* _GIVEN REQUEST_
Put the lines from the one containing "For each instance of the sneaker, the" through the final line into a Markdown table with the columns Row and Line. Number each row and omit blank lines.

--- START OF RAW RECORDS ---

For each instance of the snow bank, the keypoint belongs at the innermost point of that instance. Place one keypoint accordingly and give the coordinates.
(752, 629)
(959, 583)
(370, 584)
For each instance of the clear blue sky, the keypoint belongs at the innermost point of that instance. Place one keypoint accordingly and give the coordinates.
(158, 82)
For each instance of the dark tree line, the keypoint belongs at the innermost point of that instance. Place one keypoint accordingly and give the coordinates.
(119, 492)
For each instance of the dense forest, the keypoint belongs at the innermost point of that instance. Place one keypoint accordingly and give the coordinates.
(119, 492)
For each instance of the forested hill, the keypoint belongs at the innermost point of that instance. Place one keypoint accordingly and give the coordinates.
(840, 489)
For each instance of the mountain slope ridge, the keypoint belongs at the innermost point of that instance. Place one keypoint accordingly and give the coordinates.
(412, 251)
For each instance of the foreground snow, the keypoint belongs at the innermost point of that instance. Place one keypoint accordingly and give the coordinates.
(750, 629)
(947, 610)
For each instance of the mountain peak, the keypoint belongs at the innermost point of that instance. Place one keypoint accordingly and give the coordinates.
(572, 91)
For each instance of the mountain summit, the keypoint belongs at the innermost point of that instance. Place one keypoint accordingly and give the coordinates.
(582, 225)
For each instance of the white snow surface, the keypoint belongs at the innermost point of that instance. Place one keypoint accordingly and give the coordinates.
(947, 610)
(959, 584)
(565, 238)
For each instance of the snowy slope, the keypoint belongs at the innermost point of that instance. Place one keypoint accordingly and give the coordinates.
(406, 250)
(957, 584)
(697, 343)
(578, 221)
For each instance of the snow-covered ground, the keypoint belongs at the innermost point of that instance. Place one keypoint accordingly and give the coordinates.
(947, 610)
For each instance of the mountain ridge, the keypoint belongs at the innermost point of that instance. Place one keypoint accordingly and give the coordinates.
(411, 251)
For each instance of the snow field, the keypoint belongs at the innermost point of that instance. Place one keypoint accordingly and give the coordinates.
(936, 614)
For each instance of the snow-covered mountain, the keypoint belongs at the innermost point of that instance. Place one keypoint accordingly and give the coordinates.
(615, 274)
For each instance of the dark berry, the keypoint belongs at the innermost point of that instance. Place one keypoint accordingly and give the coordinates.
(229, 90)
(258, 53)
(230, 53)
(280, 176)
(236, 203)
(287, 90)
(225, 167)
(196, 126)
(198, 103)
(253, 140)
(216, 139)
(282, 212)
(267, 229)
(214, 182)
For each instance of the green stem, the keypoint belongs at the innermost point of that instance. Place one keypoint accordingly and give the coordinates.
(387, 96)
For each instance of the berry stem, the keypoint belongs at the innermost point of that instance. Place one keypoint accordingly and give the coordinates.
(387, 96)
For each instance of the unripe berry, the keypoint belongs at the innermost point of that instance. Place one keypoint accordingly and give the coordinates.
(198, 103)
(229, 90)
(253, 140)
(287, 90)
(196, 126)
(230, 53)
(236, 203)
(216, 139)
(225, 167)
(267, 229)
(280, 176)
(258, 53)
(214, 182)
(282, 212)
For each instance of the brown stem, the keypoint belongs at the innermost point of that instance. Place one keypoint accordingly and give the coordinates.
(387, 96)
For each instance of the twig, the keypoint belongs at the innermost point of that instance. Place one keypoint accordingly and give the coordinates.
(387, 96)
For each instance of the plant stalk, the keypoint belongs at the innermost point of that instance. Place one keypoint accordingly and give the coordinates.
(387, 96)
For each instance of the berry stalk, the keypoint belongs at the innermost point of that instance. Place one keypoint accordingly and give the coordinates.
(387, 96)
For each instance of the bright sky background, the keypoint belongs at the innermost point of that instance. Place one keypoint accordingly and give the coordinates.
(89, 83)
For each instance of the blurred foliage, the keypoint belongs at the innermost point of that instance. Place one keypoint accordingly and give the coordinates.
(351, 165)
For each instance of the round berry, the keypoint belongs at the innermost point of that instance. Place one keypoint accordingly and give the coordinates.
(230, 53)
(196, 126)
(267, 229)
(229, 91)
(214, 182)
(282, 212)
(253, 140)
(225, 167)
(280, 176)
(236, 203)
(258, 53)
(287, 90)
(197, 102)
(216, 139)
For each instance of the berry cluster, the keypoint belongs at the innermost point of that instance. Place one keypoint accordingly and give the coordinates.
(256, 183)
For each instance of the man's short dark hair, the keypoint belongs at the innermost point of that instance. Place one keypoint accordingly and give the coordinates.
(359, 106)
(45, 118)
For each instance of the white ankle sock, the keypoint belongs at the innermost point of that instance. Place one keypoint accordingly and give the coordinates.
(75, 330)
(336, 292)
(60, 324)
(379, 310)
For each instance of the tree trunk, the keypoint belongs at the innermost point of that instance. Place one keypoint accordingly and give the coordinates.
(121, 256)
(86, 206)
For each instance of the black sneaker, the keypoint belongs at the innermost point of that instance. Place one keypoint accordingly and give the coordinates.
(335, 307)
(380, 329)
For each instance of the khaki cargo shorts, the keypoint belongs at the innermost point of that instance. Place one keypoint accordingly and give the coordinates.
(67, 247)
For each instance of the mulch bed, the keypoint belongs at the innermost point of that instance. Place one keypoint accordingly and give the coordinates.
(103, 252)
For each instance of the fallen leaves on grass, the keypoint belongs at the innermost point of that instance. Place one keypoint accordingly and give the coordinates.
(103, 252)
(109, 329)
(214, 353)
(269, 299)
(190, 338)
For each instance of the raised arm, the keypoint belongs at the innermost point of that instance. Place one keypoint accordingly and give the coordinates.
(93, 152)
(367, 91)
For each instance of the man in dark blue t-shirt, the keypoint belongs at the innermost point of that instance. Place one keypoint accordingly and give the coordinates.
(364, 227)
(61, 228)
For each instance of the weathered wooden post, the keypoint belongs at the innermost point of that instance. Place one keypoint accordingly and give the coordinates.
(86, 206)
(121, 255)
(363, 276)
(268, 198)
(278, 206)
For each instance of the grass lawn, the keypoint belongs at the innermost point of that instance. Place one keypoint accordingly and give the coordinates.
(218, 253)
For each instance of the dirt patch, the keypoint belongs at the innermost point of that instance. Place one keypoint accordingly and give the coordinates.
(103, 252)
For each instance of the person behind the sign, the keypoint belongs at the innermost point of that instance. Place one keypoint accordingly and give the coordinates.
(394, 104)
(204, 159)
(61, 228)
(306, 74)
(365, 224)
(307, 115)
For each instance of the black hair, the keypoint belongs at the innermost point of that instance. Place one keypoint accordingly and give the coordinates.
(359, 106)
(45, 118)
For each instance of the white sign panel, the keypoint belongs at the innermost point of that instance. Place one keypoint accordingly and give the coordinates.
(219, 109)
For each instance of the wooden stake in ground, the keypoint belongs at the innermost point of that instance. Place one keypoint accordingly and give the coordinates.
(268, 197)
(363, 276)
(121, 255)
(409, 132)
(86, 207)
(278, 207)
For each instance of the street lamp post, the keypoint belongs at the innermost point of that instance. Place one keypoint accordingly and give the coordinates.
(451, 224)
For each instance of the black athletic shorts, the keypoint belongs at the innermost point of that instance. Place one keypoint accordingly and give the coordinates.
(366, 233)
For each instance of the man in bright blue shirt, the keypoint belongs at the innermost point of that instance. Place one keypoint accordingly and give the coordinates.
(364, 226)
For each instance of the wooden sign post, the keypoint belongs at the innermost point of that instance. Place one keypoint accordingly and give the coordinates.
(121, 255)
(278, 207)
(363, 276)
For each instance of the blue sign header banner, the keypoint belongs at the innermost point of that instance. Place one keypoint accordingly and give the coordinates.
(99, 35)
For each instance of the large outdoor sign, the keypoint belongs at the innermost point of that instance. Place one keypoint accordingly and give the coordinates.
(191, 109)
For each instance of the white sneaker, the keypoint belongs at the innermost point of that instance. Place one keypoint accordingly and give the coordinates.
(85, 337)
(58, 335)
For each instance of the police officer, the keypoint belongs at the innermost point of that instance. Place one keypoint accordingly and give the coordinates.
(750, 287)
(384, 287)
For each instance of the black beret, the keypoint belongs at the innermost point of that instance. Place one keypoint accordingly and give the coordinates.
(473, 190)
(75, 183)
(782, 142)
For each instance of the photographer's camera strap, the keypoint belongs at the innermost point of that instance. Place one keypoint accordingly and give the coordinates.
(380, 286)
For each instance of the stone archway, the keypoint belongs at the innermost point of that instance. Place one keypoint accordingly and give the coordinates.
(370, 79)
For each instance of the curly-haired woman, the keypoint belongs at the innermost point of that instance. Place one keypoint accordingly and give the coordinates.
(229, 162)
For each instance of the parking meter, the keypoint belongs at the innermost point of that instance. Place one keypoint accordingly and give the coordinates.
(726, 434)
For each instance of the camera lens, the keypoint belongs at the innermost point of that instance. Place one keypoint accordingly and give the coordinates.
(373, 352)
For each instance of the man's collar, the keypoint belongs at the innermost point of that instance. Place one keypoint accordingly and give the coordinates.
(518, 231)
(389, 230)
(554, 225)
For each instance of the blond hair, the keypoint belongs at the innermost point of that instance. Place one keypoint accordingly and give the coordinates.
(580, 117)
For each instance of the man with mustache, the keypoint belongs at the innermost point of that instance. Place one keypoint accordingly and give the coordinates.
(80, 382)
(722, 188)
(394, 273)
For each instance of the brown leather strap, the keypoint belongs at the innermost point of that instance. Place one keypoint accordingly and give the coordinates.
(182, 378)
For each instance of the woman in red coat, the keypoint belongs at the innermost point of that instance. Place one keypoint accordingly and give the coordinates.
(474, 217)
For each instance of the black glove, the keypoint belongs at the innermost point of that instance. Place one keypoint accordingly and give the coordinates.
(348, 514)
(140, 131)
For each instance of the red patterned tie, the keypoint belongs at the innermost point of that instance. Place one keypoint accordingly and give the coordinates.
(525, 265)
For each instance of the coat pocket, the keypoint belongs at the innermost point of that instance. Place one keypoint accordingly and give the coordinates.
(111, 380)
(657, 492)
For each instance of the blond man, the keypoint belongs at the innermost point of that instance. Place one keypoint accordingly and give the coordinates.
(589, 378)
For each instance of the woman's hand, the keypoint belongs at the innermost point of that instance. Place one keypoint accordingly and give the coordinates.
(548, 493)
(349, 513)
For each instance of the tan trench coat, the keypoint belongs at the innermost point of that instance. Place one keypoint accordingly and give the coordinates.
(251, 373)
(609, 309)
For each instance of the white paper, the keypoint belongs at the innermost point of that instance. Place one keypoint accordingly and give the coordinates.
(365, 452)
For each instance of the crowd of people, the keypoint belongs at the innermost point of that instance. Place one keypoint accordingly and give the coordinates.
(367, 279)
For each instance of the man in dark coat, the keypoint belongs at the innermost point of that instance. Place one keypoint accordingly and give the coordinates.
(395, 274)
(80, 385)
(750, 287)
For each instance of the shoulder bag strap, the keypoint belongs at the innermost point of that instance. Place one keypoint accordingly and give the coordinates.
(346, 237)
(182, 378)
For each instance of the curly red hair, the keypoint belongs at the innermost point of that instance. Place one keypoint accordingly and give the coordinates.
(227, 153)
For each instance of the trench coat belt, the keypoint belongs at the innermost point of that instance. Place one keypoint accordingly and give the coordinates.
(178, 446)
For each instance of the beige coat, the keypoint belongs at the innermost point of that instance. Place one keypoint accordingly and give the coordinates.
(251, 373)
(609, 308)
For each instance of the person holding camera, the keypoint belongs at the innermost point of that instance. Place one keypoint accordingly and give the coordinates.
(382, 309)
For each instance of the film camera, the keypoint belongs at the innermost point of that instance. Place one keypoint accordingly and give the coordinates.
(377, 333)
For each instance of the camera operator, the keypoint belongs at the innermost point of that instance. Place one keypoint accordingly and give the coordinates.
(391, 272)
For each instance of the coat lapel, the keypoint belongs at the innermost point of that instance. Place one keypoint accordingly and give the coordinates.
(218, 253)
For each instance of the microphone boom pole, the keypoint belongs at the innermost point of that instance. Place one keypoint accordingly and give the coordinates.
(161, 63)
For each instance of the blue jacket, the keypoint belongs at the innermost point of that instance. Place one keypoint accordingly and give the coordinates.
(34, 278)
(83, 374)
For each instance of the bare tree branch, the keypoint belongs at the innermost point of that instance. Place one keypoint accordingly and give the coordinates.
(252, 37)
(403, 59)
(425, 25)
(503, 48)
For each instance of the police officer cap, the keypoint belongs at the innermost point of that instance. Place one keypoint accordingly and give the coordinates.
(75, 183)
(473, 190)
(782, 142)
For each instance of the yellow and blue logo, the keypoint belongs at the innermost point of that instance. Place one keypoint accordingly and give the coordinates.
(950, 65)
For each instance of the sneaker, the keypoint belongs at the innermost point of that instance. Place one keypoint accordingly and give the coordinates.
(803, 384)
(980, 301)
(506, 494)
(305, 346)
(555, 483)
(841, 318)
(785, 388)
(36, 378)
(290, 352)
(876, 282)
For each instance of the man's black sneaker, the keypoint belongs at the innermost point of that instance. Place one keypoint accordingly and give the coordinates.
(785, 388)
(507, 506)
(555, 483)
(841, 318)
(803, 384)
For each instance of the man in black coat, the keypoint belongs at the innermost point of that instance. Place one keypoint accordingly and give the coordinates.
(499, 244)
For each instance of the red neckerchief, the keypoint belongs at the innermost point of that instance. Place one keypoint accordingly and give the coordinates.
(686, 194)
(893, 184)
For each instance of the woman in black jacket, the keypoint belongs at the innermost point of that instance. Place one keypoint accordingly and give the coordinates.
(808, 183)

--- END OF RAW RECORDS ---

* _ANSWER TO THE PROBLEM_
| Row | Line |
|---|---|
| 1 | For each instance of the sneaker, the keypoint belongs at the innermost point of that instance. Place one keypoint accordingly and give the coordinates. |
| 2 | (803, 384) |
| 3 | (980, 301) |
| 4 | (506, 494) |
| 5 | (305, 346) |
| 6 | (555, 483) |
| 7 | (841, 318) |
| 8 | (785, 388) |
| 9 | (36, 378) |
| 10 | (290, 352) |
| 11 | (876, 282) |
| 12 | For each instance of the man's black sneaker, the keypoint belongs at the innermost point of that instance. Place one keypoint accordingly and give the coordinates. |
| 13 | (785, 388) |
| 14 | (507, 506) |
| 15 | (555, 483) |
| 16 | (841, 318) |
| 17 | (803, 384) |
| 18 | For each instance of the man in black coat, the keypoint belongs at the innermost point of that instance. Place one keypoint accordingly and give the coordinates. |
| 19 | (499, 244) |
| 20 | For each instance of the red neckerchief, the keypoint belongs at the innermost point of that instance. Place one keypoint accordingly and give the coordinates. |
| 21 | (686, 194) |
| 22 | (893, 184) |
| 23 | For each instance of the woman in black jacket, the keypoint belongs at the innermost point of that instance. Place one keypoint accordingly and give the coordinates. |
| 24 | (808, 183) |